** begin **

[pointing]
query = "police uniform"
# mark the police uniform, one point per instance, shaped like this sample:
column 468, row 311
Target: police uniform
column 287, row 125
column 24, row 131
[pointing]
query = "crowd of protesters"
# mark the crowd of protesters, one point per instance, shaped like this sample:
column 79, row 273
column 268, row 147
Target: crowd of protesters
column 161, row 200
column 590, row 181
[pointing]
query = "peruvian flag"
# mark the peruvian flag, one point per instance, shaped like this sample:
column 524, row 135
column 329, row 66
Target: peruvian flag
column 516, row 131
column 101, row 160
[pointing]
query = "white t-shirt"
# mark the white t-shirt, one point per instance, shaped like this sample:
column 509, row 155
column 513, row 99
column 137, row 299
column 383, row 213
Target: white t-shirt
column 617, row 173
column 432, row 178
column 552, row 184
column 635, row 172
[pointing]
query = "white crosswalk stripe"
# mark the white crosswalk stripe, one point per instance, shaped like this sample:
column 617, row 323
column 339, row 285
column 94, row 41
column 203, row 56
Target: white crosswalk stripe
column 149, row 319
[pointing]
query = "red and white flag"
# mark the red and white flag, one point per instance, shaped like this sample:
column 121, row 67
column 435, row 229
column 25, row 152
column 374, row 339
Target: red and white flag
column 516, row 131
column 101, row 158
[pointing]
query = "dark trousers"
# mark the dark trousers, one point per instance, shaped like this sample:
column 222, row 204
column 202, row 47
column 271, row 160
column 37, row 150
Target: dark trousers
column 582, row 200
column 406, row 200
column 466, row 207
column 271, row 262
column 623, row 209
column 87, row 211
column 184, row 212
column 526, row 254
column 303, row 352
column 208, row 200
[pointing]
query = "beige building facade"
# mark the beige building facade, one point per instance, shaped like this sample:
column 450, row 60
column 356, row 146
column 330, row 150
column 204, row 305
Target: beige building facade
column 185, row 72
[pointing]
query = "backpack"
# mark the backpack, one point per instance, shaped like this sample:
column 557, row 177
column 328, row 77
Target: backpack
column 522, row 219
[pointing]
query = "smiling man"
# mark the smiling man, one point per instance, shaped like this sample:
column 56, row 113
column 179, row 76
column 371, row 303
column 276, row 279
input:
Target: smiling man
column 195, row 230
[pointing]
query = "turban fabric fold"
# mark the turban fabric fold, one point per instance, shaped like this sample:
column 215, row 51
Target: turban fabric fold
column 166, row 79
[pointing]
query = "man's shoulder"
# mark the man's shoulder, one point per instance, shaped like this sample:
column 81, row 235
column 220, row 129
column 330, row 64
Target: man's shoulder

** end **

● TASK TO COMPLETE
Reproduce the stretch of the listing from its start through the line "column 24, row 131", renaming "police uniform" to "police vest" and keeping everything else unchanged.

● THE REPLY
[pointing]
query = "police vest"
# mark the police vest, one point per instance, shaped like this sample:
column 468, row 311
Target: police vest
column 287, row 125
column 24, row 131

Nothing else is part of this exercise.